__Extracted entries__
— START —
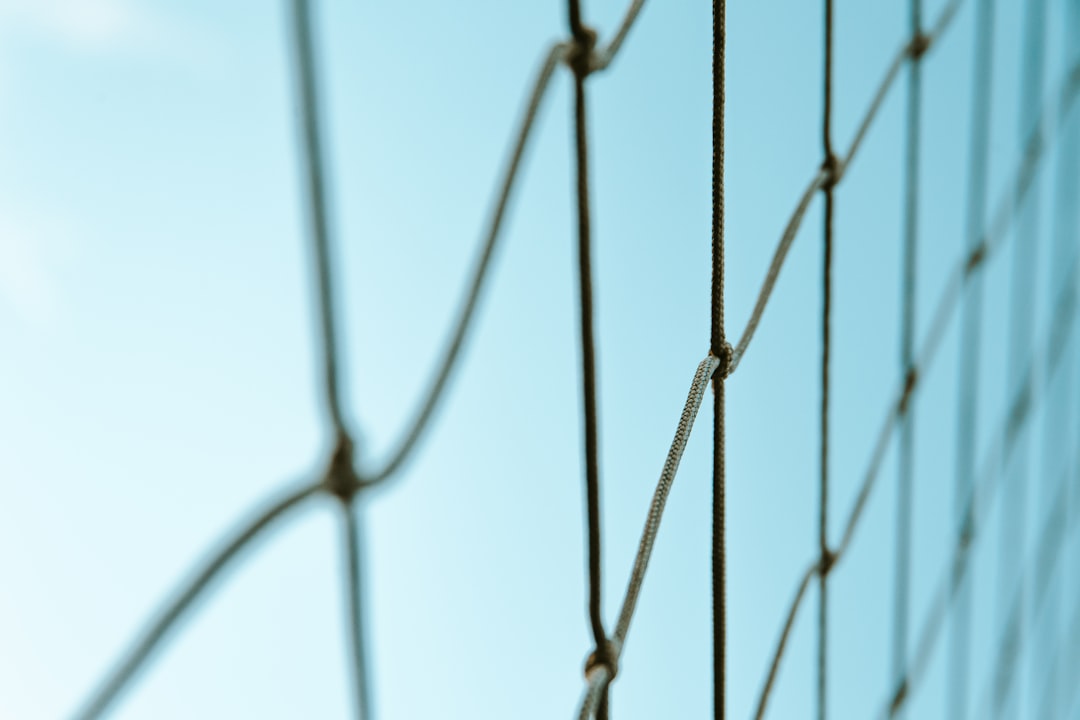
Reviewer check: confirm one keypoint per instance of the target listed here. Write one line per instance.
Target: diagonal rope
(720, 349)
(981, 497)
(184, 597)
(823, 175)
(316, 203)
(971, 338)
(908, 269)
(558, 53)
(969, 266)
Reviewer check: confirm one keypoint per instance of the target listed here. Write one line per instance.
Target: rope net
(1049, 123)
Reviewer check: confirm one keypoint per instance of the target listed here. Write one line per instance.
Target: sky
(160, 375)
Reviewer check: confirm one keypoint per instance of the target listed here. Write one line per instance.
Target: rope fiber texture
(345, 477)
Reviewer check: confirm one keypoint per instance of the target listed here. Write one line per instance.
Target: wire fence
(1048, 125)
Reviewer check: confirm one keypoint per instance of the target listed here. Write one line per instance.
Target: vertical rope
(831, 163)
(1058, 428)
(307, 86)
(358, 646)
(957, 688)
(908, 269)
(1067, 230)
(584, 40)
(1013, 615)
(719, 349)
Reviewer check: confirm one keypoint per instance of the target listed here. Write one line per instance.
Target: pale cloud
(31, 259)
(107, 27)
(84, 24)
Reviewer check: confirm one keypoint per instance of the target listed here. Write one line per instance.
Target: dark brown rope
(720, 349)
(584, 40)
(825, 561)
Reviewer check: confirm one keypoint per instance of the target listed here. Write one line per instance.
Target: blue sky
(159, 375)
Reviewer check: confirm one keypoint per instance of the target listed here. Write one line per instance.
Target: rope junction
(346, 477)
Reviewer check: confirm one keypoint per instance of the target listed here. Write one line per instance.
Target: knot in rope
(340, 479)
(603, 656)
(726, 356)
(920, 43)
(581, 51)
(834, 170)
(827, 560)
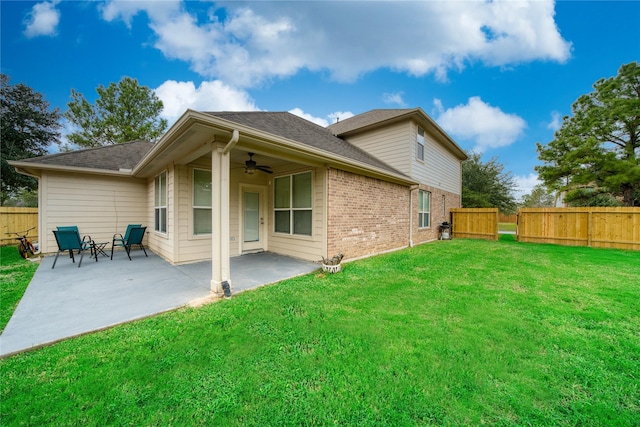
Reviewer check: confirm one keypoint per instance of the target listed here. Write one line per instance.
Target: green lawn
(459, 332)
(16, 274)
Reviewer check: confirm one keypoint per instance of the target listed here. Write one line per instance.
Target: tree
(595, 155)
(28, 127)
(540, 197)
(123, 112)
(485, 185)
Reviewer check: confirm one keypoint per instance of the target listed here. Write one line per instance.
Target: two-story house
(221, 184)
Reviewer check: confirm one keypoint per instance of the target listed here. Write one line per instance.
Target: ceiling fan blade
(264, 169)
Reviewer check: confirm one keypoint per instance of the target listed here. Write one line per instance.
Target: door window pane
(251, 217)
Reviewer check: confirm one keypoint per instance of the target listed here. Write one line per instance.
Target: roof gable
(367, 119)
(378, 118)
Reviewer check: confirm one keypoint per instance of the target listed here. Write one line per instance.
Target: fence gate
(475, 223)
(17, 219)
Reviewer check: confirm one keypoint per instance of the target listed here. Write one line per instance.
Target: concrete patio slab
(68, 301)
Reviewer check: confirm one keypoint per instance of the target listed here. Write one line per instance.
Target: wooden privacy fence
(18, 220)
(595, 227)
(512, 218)
(475, 223)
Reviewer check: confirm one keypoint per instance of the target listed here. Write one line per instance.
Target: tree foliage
(595, 155)
(28, 127)
(539, 197)
(123, 112)
(486, 185)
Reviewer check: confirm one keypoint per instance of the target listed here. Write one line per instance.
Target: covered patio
(69, 301)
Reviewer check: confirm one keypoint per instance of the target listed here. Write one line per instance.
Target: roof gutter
(232, 142)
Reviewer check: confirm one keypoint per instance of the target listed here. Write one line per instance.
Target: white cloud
(245, 44)
(209, 96)
(525, 184)
(339, 115)
(394, 98)
(556, 121)
(486, 126)
(42, 20)
(331, 118)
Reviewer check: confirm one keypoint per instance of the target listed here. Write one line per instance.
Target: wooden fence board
(18, 220)
(595, 227)
(475, 223)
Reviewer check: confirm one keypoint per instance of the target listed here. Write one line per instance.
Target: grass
(16, 273)
(459, 332)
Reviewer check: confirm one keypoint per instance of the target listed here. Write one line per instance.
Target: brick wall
(421, 235)
(365, 215)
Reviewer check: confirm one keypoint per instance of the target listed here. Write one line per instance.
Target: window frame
(159, 220)
(195, 207)
(290, 209)
(422, 212)
(420, 144)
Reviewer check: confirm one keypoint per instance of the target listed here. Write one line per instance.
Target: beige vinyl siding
(394, 144)
(305, 247)
(100, 206)
(440, 168)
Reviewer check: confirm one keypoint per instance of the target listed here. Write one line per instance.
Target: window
(420, 144)
(160, 203)
(424, 202)
(201, 201)
(292, 204)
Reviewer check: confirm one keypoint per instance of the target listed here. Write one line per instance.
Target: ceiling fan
(250, 166)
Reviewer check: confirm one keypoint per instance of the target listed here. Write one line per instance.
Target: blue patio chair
(133, 236)
(69, 240)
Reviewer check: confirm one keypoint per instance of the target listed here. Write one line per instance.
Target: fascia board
(29, 168)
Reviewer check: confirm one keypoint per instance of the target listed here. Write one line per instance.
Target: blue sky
(497, 76)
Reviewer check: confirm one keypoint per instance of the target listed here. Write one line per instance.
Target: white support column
(220, 264)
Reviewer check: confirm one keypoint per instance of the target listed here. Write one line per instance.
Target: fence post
(589, 226)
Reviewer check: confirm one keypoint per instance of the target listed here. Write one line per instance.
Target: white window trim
(291, 209)
(420, 143)
(428, 212)
(155, 207)
(194, 207)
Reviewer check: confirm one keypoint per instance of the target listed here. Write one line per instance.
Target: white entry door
(252, 220)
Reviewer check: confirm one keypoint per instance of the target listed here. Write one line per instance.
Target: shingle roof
(111, 157)
(367, 119)
(292, 127)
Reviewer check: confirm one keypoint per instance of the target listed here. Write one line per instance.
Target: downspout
(411, 189)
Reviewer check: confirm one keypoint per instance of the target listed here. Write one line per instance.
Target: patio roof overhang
(193, 136)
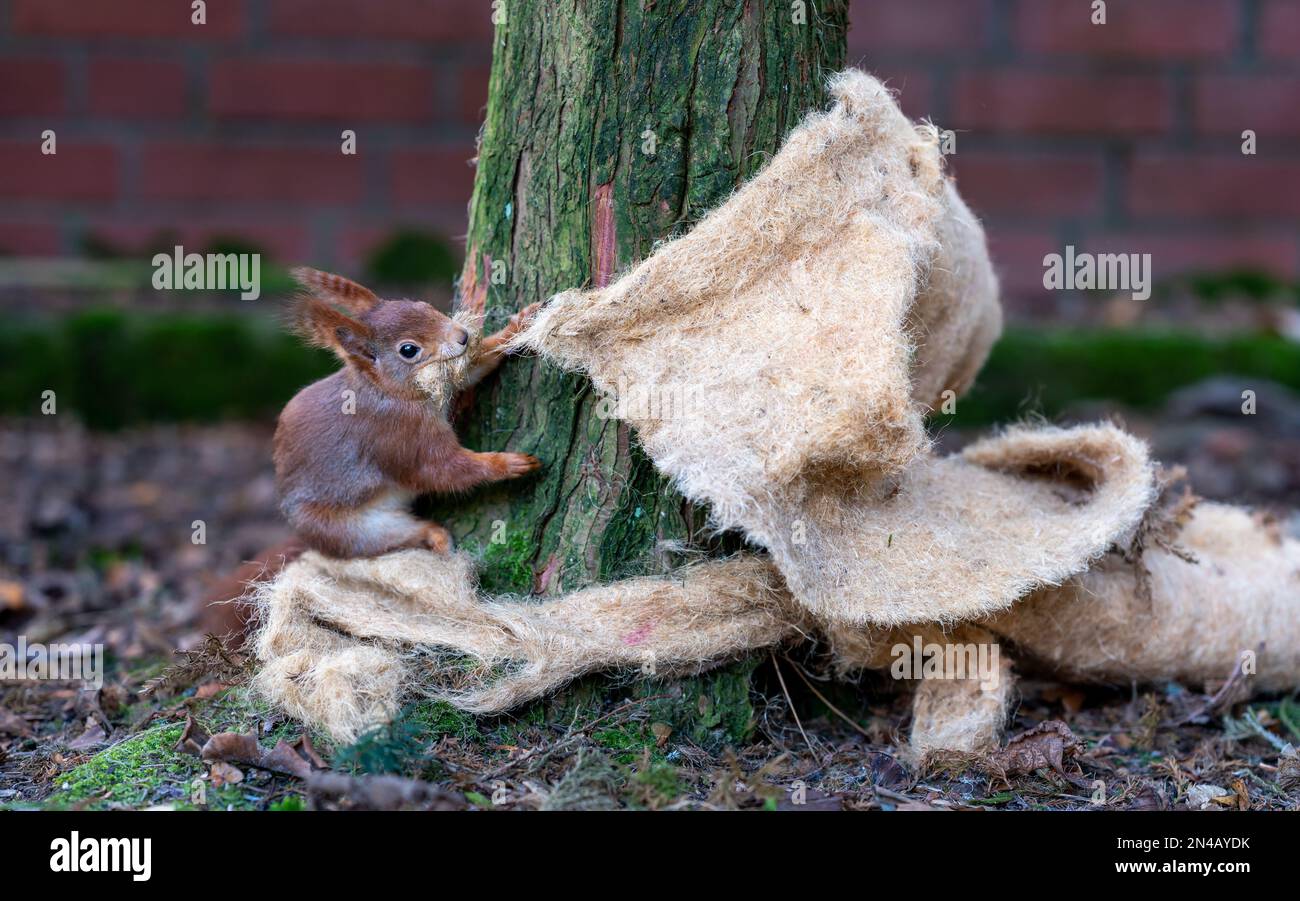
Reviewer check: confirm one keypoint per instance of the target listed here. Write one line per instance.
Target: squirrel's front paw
(520, 464)
(437, 538)
(521, 320)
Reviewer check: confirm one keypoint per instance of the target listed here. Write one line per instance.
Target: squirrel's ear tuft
(336, 289)
(323, 325)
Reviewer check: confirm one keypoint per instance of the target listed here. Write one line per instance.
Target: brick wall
(1116, 137)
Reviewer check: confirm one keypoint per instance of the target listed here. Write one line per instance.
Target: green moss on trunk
(611, 125)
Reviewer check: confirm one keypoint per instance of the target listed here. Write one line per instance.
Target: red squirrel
(354, 449)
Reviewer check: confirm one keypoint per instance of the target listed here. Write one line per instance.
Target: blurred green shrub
(412, 258)
(115, 368)
(1047, 371)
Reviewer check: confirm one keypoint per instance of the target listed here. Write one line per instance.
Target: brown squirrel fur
(354, 449)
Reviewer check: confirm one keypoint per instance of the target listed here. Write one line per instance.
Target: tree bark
(611, 124)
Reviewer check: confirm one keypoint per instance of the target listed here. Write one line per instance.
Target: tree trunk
(611, 124)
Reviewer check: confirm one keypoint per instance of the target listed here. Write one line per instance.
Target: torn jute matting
(802, 330)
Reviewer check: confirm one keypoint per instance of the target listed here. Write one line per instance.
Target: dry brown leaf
(13, 596)
(225, 774)
(12, 723)
(1044, 746)
(193, 739)
(243, 748)
(90, 739)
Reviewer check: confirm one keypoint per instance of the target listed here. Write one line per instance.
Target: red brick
(1229, 104)
(29, 238)
(438, 176)
(186, 170)
(402, 20)
(285, 241)
(915, 25)
(77, 172)
(31, 87)
(1214, 186)
(1140, 29)
(914, 87)
(1018, 258)
(137, 89)
(346, 91)
(126, 18)
(1279, 29)
(1023, 185)
(1025, 102)
(1171, 254)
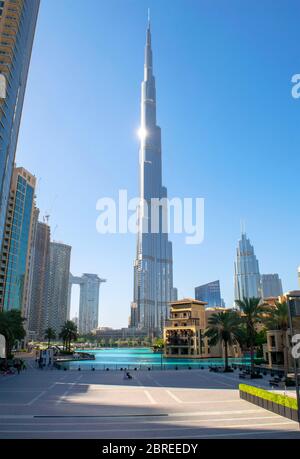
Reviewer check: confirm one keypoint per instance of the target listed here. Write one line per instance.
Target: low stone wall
(277, 403)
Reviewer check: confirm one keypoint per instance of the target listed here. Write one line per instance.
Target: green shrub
(284, 400)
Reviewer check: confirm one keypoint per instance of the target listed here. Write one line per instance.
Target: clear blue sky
(230, 131)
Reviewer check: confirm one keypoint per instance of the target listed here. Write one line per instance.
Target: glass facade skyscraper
(39, 288)
(58, 285)
(210, 293)
(246, 271)
(153, 266)
(17, 27)
(15, 255)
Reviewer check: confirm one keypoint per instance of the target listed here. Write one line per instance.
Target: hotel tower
(153, 266)
(17, 27)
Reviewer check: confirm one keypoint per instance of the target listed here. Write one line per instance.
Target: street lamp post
(291, 300)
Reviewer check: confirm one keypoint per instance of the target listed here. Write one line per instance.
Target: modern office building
(271, 285)
(88, 302)
(246, 271)
(37, 322)
(277, 350)
(58, 285)
(153, 266)
(17, 27)
(209, 293)
(17, 242)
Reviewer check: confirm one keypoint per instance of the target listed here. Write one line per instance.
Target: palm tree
(49, 335)
(68, 334)
(11, 327)
(223, 328)
(278, 319)
(253, 312)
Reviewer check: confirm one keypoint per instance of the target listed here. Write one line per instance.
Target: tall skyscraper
(17, 27)
(39, 288)
(58, 285)
(17, 242)
(210, 293)
(271, 285)
(153, 266)
(246, 271)
(89, 300)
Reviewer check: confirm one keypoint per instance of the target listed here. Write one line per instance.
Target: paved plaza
(157, 405)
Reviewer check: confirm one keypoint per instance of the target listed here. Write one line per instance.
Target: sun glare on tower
(142, 133)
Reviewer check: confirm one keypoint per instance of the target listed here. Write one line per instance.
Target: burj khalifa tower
(153, 266)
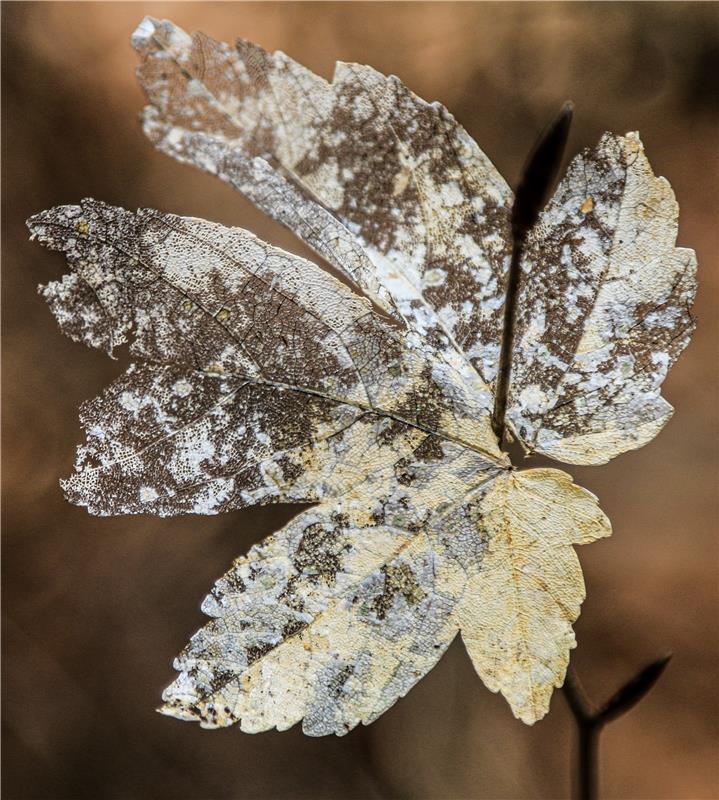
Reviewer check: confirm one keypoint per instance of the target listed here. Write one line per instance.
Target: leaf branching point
(537, 179)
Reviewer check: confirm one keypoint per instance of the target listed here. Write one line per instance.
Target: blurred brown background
(95, 609)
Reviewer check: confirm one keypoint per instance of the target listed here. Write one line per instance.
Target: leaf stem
(536, 180)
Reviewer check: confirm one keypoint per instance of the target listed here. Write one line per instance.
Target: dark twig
(537, 178)
(590, 721)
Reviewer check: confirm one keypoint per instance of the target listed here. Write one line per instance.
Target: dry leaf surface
(258, 377)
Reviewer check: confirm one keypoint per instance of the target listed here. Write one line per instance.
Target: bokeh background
(94, 609)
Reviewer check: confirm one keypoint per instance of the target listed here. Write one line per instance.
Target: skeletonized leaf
(605, 309)
(264, 379)
(421, 198)
(259, 377)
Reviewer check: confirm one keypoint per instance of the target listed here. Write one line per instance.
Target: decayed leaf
(259, 377)
(605, 309)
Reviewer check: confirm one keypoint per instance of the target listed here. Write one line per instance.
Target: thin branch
(537, 178)
(591, 721)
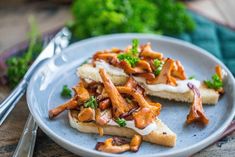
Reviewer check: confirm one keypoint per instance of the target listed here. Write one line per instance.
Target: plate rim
(189, 150)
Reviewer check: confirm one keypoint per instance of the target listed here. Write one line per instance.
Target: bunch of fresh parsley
(98, 17)
(18, 66)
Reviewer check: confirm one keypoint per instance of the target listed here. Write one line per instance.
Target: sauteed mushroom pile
(102, 102)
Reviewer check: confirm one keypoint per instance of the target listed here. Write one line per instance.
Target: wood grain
(13, 28)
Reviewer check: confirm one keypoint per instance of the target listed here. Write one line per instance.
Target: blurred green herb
(173, 17)
(91, 103)
(121, 122)
(18, 66)
(97, 17)
(215, 83)
(66, 92)
(132, 56)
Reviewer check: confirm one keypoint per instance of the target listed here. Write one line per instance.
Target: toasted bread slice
(209, 96)
(162, 135)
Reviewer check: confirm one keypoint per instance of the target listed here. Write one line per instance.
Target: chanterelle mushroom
(196, 111)
(119, 105)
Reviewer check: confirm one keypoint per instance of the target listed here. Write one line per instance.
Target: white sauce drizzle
(131, 124)
(109, 68)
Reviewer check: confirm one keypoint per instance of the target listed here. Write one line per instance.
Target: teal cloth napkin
(216, 39)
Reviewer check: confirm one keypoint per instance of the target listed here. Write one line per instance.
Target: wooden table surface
(13, 28)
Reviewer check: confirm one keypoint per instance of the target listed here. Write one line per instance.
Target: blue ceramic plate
(44, 93)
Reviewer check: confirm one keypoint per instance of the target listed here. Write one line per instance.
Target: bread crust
(161, 136)
(209, 96)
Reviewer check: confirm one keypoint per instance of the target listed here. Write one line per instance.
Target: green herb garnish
(158, 64)
(191, 77)
(128, 58)
(92, 103)
(18, 66)
(215, 83)
(66, 92)
(132, 56)
(135, 45)
(121, 122)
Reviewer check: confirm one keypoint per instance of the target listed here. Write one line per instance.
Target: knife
(59, 42)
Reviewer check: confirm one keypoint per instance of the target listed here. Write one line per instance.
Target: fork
(60, 41)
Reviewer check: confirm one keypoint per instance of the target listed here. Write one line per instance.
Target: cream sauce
(131, 124)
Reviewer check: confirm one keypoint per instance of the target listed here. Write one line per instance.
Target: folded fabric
(216, 39)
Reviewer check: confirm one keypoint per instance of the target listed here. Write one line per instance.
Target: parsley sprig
(121, 122)
(158, 64)
(191, 77)
(215, 83)
(135, 45)
(66, 92)
(92, 103)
— END —
__Work to do__
Please select every line in the material that contains the word "shrub" and copy each one out in full.

__Worked answer__
Target: blurred green shrub
Target: green shrub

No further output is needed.